Exercise prompt
A faithful copy of all the data is the goal; omit the pictures.

Extracted data
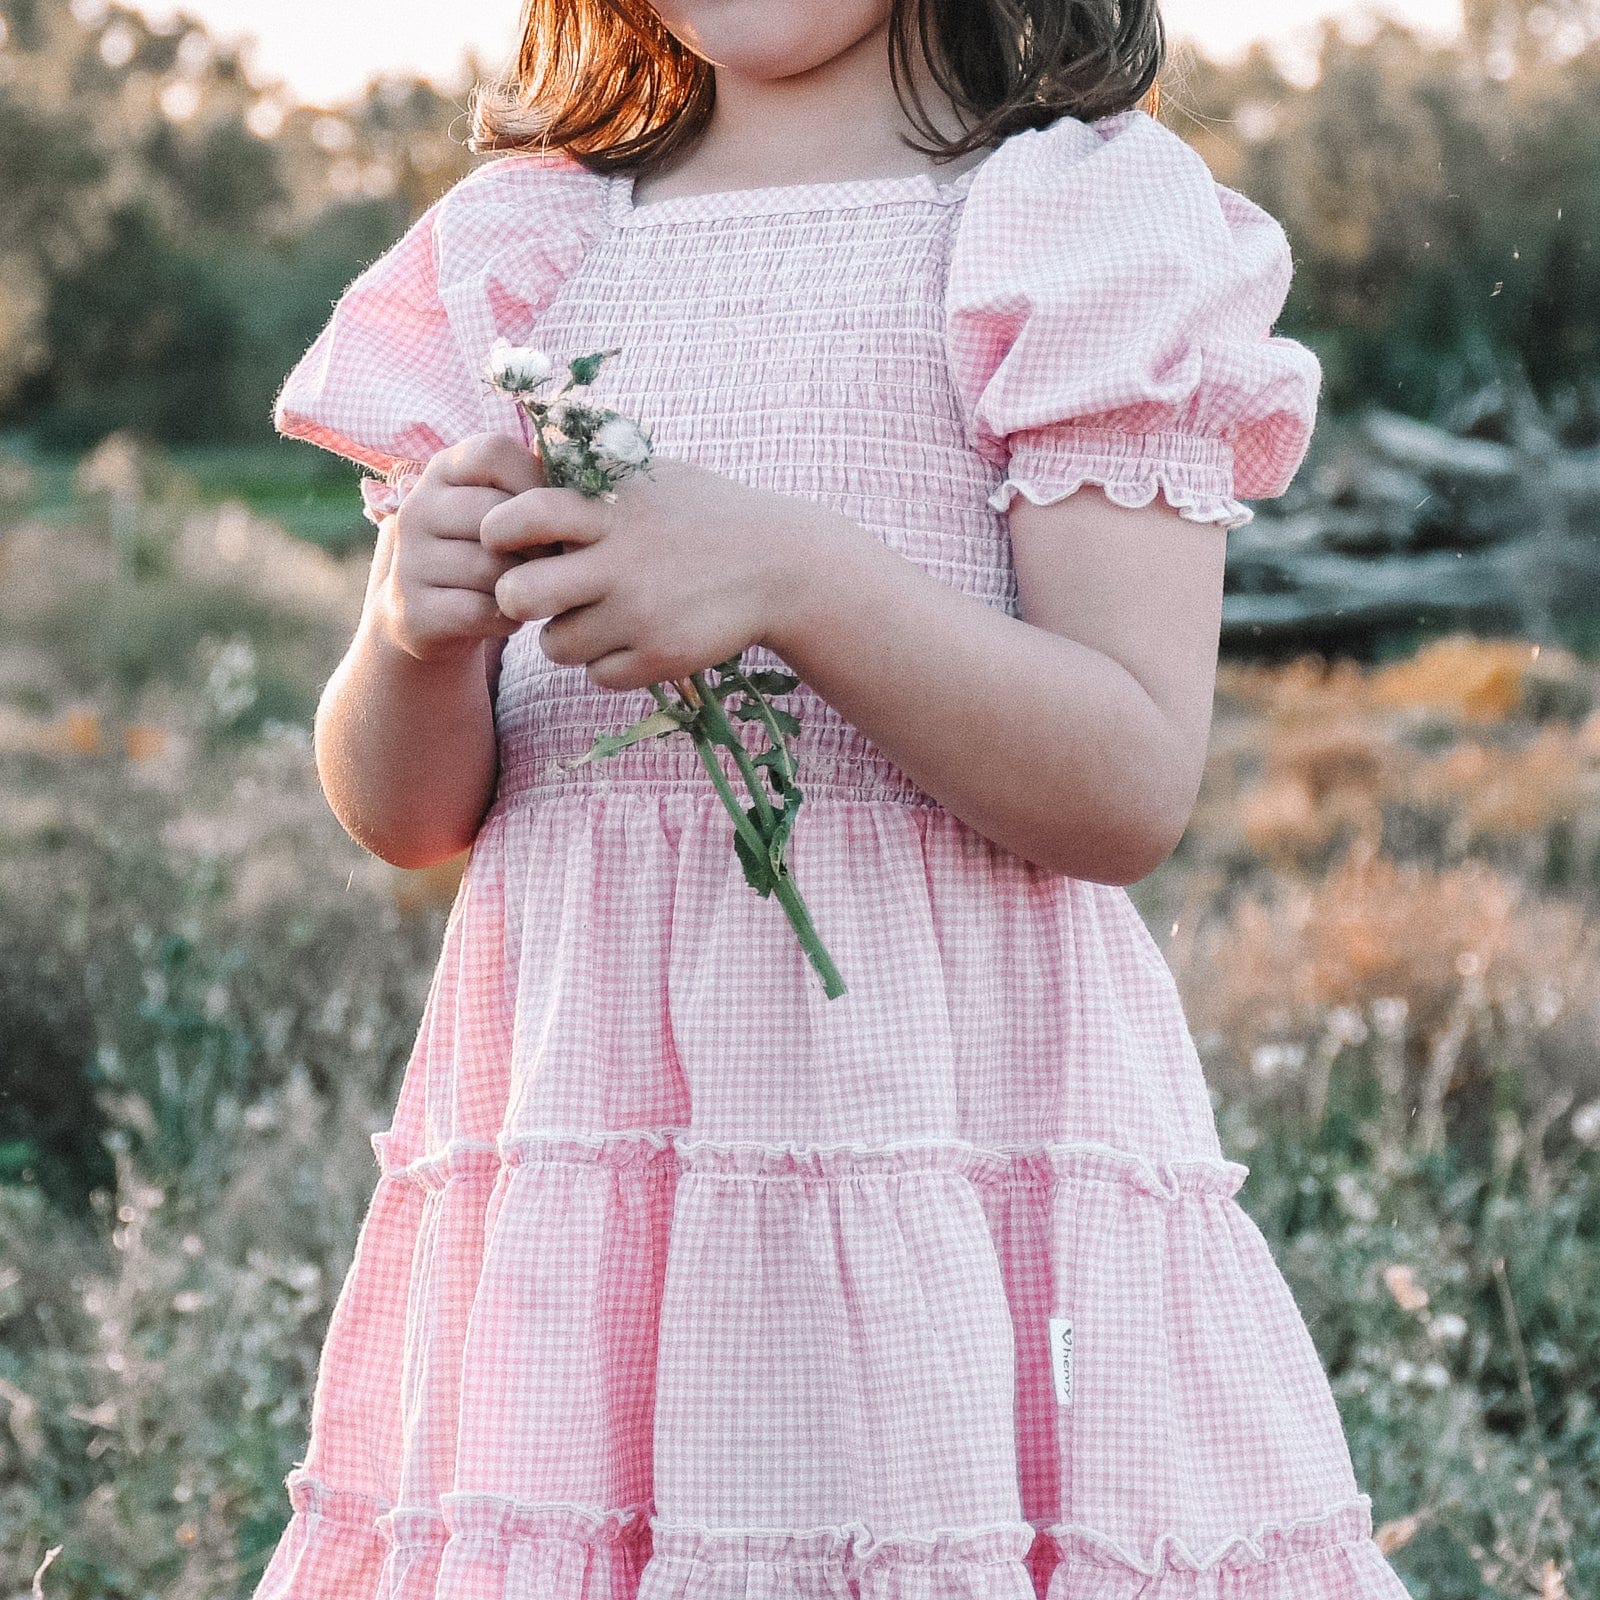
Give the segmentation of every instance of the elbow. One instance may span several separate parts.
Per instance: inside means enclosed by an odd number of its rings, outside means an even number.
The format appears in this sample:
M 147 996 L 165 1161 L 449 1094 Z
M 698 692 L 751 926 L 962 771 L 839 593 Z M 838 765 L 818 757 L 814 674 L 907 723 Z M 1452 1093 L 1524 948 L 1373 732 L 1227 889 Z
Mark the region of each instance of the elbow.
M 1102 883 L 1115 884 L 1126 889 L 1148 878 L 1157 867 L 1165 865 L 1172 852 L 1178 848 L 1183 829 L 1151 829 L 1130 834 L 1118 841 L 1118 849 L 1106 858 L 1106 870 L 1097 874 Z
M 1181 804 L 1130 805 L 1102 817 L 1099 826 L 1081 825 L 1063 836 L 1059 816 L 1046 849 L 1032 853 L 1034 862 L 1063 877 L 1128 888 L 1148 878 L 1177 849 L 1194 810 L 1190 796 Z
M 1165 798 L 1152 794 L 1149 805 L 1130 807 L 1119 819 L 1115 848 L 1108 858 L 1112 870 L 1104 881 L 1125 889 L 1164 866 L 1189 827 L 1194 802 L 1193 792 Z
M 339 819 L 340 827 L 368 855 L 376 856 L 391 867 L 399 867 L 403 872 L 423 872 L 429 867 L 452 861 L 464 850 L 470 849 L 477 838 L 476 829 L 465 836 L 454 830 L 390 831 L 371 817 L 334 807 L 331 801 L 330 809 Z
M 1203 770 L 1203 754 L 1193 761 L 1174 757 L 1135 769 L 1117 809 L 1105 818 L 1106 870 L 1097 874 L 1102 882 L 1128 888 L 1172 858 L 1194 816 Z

Solution to the exercise
Give the segmentation of every instance of the elbow. One instance may span several separate parts.
Per instance: inside means enclosed by an odd number of its rings, outside means an even number.
The format appears in this sample:
M 147 996 L 165 1161 L 449 1094 Z
M 698 692 L 751 926 L 962 771 L 839 593 Z M 838 765 L 818 757 L 814 674 L 907 723 Z M 1452 1093 L 1524 948 L 1373 732 L 1227 889 Z
Mark the region of each instance of the elbow.
M 1102 883 L 1115 884 L 1126 889 L 1148 878 L 1157 867 L 1165 865 L 1172 852 L 1178 848 L 1183 829 L 1151 829 L 1130 834 L 1118 841 L 1118 849 L 1106 858 L 1106 870 L 1097 874 Z
M 1181 804 L 1130 805 L 1102 817 L 1099 826 L 1081 825 L 1063 836 L 1059 816 L 1046 849 L 1032 853 L 1034 862 L 1063 877 L 1128 888 L 1148 878 L 1177 849 L 1194 810 L 1190 796 Z
M 1165 798 L 1152 794 L 1149 805 L 1130 807 L 1119 819 L 1115 848 L 1108 858 L 1112 870 L 1104 881 L 1125 889 L 1164 866 L 1189 827 L 1194 802 L 1193 792 Z
M 339 819 L 340 827 L 368 855 L 376 856 L 391 867 L 399 867 L 403 872 L 423 872 L 429 867 L 452 861 L 464 850 L 470 849 L 477 838 L 476 829 L 465 836 L 454 830 L 390 831 L 371 817 L 334 807 L 331 801 L 330 809 Z
M 1203 770 L 1203 754 L 1193 761 L 1174 757 L 1135 769 L 1117 809 L 1105 818 L 1106 870 L 1097 874 L 1102 882 L 1128 888 L 1172 858 L 1194 816 Z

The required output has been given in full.